** DATA EXCERPTS follows **

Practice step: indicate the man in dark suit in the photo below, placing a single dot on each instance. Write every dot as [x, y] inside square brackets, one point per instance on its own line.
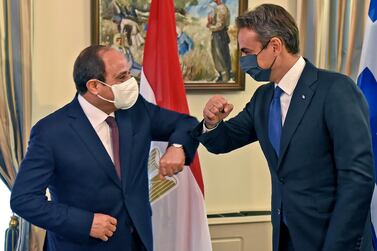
[92, 155]
[313, 128]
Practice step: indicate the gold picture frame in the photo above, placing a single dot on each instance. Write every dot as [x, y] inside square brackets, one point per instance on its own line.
[202, 28]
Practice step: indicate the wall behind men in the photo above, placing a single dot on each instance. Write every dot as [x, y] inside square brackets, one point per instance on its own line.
[233, 182]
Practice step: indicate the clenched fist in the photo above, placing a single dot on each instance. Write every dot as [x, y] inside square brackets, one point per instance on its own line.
[216, 109]
[172, 161]
[103, 226]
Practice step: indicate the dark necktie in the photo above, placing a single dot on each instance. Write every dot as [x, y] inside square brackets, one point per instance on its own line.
[114, 132]
[274, 120]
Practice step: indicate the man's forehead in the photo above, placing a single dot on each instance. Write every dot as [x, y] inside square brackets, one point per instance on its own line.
[115, 62]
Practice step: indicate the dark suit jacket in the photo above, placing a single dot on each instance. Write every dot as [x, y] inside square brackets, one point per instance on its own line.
[323, 181]
[66, 155]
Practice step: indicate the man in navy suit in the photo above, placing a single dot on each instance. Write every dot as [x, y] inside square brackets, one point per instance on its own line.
[92, 155]
[313, 128]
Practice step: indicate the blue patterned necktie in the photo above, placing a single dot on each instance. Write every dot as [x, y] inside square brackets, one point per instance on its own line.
[274, 120]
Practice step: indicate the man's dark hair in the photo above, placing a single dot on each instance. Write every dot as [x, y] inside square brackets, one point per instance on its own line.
[89, 65]
[270, 20]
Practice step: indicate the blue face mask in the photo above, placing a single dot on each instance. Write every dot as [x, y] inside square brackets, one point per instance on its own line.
[249, 65]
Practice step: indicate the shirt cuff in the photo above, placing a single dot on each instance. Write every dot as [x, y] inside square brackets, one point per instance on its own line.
[205, 129]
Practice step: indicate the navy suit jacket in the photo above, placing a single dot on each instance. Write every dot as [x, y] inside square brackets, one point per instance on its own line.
[323, 180]
[66, 155]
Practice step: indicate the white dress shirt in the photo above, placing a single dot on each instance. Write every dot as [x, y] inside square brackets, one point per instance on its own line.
[288, 84]
[97, 119]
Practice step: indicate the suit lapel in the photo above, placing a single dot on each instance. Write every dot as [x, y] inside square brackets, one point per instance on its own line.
[81, 125]
[265, 116]
[126, 141]
[300, 101]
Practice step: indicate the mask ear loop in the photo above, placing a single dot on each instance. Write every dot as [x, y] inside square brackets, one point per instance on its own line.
[264, 47]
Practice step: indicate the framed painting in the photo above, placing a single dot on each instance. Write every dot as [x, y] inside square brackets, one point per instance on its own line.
[206, 37]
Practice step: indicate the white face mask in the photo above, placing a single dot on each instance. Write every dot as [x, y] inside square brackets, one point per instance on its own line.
[125, 94]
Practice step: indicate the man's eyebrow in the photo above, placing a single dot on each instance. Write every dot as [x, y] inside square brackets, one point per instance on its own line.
[122, 74]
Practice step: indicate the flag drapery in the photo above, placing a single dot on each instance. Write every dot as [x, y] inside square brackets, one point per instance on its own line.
[368, 84]
[179, 215]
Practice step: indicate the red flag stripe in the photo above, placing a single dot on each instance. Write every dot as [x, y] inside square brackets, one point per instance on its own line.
[161, 67]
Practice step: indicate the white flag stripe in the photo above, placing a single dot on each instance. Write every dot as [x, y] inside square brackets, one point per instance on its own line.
[368, 58]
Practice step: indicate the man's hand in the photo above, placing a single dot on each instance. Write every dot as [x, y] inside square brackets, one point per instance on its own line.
[216, 109]
[172, 161]
[103, 226]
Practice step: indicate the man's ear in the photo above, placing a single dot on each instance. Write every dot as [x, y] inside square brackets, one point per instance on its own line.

** End of DATA EXCERPTS **

# WHAT YOU HAVE TO DO
Please reproduce the entries above exactly, omitting every picture.

# TASK OUTPUT
Practice step: indicate the man in dark suit in the photo below, placing a single dot on each instance. Write every dot as [x, y] inside square brackets, one point per instance on its own line.
[92, 155]
[313, 128]
Practice step: indicate the gold picture frame in the photo above, placing a single dot on each instance. Write every dot as [x, y] inside square brackets, one point per instance on its own line.
[202, 28]
Practice step: indicate the wall behind men in the photo above, placing a single dot on each instance. Write every dot as [x, y] inside square brackets, one point per instance on its own line.
[233, 182]
Practice step: indicate the clenched fist in the photo above, placing a single dot on each instance. Write every dot as [x, y] inside square brackets, one point per instance on its own line.
[216, 109]
[172, 161]
[103, 226]
Practice step: indicate the dark necktie in the photo above, placing a single dot on each instance. Write every dot as [x, y] inside square brackets, one point per instance on its own line.
[114, 132]
[274, 120]
Practice step: indicate the man's forehead in the photo above, placing a single dot on each instance. Write every dot as [x, y] inside square brackets, one point per instance on its own line.
[115, 62]
Practice step: indicate the dark suit jacket in the photo above, placing a single dot on each instance. Write every dot as [x, y] inside square brackets, one point per instance on its own line.
[323, 181]
[66, 155]
Practice step: indicate the man in navy suit in the photo above, placing a single dot on each instance. Write every dot as [x, y] inside square brackets, one point per instance on its own line.
[92, 155]
[313, 128]
Practice step: indicate the blue patterned necktie in the photo above, placing a single dot on each instance. Write every dot as [x, y] inside square brackets, one point per instance on its own line.
[274, 120]
Practice step: indicate the man's dark hair in the photo above, placing a single dot on each instance. Write every dot as [x, y] inside square brackets, one point per instance on its own line.
[89, 65]
[270, 20]
Practice step: indicate the blue face mask in the photo above, placing a single dot on each instance. Write every dot as [x, y] inside square brackets, one point per instance on its own line.
[249, 65]
Practice step: indicate the shirt cuff in the photo above, placing a single dot on each instance. Write every dot as [x, y] inside square brackets, one point per instance on its own line.
[205, 129]
Practice step: indicate the navy suit jacket in the photo above, placing a single dot on each instance. Write every dot as [x, y] inside square brackets, one point per instance on its own line.
[323, 180]
[66, 155]
Practice step: indicate the white dress shirt in the photo above, placing a single dot on each instance. Write every dot as [x, y] inside square brackets, one point per instance on its own line.
[288, 84]
[97, 119]
Practice step: indicate the suit lapel in the photo above, placing a single dot on each instance. Write every dot as [x, y] inside square brackets, one point per instance on its own line.
[81, 125]
[265, 116]
[126, 141]
[300, 101]
Practice step: indicate the mask ear loop in the photo above, placing a single dot on each instance. Write every dot as [x, y] inside square brackets, one point per instance on its own line.
[264, 47]
Practice step: indicate the framed painting in the photo above, placing a single dot on each instance. Write every dot as [x, y] inside square brackets, one point per instance on its own line.
[206, 37]
Practice step: indicate the white face mask in the photo above, placing a single dot on each instance. Write every dot as [x, y] inside square brackets, one point per instance on its own line.
[125, 94]
Practice step: indicate the man's eyebrow in the photo above, placing a single dot on each instance. Write every dot as [x, y] inside square brackets, one point per instance on its own line.
[122, 74]
Practice step: indicate the flag drapery in the photo above, placing a single dot on each instance. Write every dot as [x, y] inside square brackets, one point per instance on its own line.
[368, 84]
[179, 215]
Practice step: indicate the red flag stripe in the photo above, placing a single dot on each instance. Write every dot as [x, y] inside square brackets, one point per instance on its own line.
[161, 67]
Practice step: indicate the white flag stripe in the photo above, placing a single dot on each instance. Write every dot as [x, y] inside square brackets, one point per instance on its own line.
[368, 58]
Practice step: indicate the man's hand in the photo above, placing a single dot on each instance. Write every dot as [x, y] inside square brackets, one point per instance on its own line.
[216, 109]
[172, 161]
[103, 226]
Practice step: indicate the man's ear in the photo above, placing a single dot on each instance. Write every dot as [x, y] inside square brackets, one point per instance on its own line.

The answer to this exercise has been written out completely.